**PROBLEM REQUIREMENTS**.
Render the listing from the line with "outline middle donut" through the line with "79L495 53L490 0L0", both included, as CSV with two columns, instruction and outline. Give one row per request with its answer, put each field in double quotes, and replace line breaks with spaces.

**DATA SHOWN**.
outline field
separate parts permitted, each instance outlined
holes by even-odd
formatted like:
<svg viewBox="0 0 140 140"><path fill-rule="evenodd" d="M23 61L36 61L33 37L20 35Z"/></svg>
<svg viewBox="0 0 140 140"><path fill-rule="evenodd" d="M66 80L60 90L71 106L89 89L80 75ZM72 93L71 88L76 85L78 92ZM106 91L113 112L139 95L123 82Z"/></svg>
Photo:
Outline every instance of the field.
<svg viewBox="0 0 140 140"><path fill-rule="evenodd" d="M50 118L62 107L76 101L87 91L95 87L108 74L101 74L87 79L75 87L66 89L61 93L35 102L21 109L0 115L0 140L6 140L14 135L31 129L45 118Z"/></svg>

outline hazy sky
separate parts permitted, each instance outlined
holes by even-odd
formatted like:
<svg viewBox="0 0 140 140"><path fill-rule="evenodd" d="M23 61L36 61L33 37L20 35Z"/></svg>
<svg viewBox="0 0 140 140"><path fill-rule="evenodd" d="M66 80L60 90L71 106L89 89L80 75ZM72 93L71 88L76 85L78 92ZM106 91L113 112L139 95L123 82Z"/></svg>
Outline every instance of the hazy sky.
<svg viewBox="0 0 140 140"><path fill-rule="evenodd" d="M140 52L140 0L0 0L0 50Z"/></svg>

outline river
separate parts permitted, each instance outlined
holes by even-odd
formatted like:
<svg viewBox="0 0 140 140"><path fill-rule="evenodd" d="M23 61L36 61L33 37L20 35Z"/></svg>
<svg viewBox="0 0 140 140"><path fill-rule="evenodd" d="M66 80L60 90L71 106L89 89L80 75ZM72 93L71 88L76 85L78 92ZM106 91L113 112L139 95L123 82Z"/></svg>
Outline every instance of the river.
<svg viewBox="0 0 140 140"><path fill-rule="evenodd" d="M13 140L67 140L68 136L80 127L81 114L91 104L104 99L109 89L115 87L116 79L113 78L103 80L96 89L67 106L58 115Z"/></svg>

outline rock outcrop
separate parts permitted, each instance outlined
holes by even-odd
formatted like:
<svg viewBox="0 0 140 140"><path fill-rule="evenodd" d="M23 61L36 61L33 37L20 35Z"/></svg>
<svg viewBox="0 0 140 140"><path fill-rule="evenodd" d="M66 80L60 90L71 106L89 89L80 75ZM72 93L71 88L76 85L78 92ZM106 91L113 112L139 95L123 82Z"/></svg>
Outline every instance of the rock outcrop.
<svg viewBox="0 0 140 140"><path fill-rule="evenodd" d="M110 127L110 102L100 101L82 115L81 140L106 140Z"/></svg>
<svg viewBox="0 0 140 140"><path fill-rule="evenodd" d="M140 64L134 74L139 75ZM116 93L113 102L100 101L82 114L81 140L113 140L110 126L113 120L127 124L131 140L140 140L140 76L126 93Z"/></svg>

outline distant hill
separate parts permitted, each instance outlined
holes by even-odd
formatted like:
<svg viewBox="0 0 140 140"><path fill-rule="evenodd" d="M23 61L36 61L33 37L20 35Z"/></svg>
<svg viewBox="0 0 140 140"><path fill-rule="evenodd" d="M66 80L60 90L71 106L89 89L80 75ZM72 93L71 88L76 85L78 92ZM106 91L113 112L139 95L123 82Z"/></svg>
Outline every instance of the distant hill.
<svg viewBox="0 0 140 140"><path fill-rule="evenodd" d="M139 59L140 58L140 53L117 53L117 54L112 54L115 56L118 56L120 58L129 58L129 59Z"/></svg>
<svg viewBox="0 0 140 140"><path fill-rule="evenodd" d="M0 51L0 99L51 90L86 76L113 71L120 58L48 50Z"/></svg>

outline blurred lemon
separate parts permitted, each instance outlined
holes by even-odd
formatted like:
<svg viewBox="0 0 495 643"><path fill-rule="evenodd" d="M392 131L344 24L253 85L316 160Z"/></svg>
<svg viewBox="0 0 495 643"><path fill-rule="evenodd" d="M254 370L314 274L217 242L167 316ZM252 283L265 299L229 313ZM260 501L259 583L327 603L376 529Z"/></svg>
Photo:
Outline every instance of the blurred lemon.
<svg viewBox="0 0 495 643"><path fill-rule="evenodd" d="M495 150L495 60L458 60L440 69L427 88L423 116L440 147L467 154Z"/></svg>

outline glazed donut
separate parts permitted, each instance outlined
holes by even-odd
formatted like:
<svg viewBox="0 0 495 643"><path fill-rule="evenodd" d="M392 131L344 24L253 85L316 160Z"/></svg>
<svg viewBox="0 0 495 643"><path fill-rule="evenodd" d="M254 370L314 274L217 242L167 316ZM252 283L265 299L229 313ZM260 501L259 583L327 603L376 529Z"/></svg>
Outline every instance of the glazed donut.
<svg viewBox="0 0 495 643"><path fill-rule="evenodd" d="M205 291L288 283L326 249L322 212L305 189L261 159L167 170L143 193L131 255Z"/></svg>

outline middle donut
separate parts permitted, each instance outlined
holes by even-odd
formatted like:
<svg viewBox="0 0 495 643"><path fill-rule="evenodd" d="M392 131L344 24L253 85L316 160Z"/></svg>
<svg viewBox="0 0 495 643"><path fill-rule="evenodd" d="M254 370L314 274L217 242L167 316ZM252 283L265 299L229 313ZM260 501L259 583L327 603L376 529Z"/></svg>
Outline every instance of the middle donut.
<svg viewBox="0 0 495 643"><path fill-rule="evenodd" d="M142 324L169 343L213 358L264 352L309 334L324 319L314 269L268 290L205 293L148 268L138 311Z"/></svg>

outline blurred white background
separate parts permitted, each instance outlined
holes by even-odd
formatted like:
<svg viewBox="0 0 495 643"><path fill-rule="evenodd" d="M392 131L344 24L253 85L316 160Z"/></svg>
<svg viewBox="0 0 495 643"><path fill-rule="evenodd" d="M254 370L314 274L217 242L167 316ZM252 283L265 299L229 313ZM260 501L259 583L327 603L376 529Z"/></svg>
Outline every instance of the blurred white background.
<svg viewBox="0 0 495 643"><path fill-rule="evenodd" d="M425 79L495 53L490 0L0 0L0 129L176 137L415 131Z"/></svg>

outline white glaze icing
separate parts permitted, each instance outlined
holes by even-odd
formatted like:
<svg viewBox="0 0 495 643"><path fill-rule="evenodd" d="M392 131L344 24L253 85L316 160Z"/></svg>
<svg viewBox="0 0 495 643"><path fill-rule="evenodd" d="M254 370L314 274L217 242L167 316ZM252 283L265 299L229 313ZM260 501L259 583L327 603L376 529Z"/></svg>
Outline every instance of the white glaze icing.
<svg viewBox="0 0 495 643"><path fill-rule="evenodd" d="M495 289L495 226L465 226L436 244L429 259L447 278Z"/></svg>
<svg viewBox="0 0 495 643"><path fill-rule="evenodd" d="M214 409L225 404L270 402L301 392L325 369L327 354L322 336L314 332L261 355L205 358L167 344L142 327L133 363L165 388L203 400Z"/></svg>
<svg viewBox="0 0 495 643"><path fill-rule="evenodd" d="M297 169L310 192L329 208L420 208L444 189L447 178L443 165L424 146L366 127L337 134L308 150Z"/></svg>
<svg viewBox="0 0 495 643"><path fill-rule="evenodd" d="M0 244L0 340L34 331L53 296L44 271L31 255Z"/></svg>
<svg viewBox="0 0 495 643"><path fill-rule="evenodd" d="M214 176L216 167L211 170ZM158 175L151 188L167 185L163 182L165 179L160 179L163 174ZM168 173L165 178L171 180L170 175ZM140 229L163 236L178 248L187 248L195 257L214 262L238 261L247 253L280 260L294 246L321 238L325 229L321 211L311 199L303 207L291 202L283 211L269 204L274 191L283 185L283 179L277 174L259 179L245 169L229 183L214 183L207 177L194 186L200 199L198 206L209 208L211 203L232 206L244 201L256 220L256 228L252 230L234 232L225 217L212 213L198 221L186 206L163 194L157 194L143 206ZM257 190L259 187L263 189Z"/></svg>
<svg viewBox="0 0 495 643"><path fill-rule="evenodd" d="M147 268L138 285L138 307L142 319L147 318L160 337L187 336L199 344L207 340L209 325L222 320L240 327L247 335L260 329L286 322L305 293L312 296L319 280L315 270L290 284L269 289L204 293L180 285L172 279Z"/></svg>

**REPLY TO THE TASK**.
instruction,outline
"outline middle donut separate parts permitted, each instance outlined holes by even-odd formatted like: <svg viewBox=""0 0 495 643""><path fill-rule=""evenodd"" d=""M392 131L344 24L253 85L316 160Z""/></svg> <svg viewBox=""0 0 495 643""><path fill-rule=""evenodd"" d=""M254 370L314 274L217 242L167 316ZM252 283L265 299L229 313ZM260 501L259 583L327 603L376 529Z""/></svg> Outline every instance of the middle donut.","<svg viewBox=""0 0 495 643""><path fill-rule=""evenodd"" d=""M142 324L169 343L213 358L264 352L309 334L324 319L314 269L268 290L205 293L148 268L138 311Z""/></svg>"
"outline blurred white background separate parts permitted, each instance outlined holes by even-odd formatted like: <svg viewBox=""0 0 495 643""><path fill-rule=""evenodd"" d=""M392 131L344 24L253 85L316 160Z""/></svg> <svg viewBox=""0 0 495 643""><path fill-rule=""evenodd"" d=""M254 370L314 274L217 242L167 316ZM252 283L265 299L229 313ZM260 501L259 583L327 603L376 529Z""/></svg> Outline every instance of the blurred white background.","<svg viewBox=""0 0 495 643""><path fill-rule=""evenodd"" d=""M425 79L495 53L490 0L0 0L0 129L176 137L415 131Z""/></svg>"